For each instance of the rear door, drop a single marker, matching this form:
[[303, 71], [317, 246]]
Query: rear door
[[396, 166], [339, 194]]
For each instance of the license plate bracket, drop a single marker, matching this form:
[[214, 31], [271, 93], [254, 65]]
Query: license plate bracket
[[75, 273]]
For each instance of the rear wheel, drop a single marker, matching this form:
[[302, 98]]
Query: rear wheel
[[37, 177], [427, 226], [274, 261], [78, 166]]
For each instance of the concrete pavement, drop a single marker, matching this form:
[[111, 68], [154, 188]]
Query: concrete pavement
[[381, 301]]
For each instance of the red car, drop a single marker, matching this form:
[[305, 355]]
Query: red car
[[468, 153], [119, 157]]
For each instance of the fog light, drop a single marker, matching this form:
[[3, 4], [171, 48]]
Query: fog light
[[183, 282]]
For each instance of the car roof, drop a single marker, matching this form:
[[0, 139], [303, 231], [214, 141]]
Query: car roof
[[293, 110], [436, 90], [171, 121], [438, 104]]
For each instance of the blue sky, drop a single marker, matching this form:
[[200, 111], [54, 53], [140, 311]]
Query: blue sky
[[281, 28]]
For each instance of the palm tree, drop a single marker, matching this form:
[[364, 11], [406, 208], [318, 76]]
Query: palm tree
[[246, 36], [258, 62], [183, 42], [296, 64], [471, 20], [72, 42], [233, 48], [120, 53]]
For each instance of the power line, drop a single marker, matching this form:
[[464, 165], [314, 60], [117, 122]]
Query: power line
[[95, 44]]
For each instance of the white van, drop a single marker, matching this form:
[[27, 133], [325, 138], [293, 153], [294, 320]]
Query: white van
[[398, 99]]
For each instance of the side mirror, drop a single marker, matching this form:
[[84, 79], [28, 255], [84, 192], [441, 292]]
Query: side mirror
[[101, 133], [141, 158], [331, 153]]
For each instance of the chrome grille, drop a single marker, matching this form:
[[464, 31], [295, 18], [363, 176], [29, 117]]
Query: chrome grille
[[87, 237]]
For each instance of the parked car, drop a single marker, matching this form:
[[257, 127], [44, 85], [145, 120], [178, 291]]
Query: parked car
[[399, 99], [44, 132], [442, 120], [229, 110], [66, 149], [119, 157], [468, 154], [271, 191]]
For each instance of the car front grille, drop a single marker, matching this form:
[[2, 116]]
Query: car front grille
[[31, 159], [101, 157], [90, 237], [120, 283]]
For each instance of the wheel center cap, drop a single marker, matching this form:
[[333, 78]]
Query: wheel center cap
+-------+
▶ _ACTIVITY_
A single number is the whole answer: the number of lines in the entries that include "center".

▶ _ANSWER BOX_
2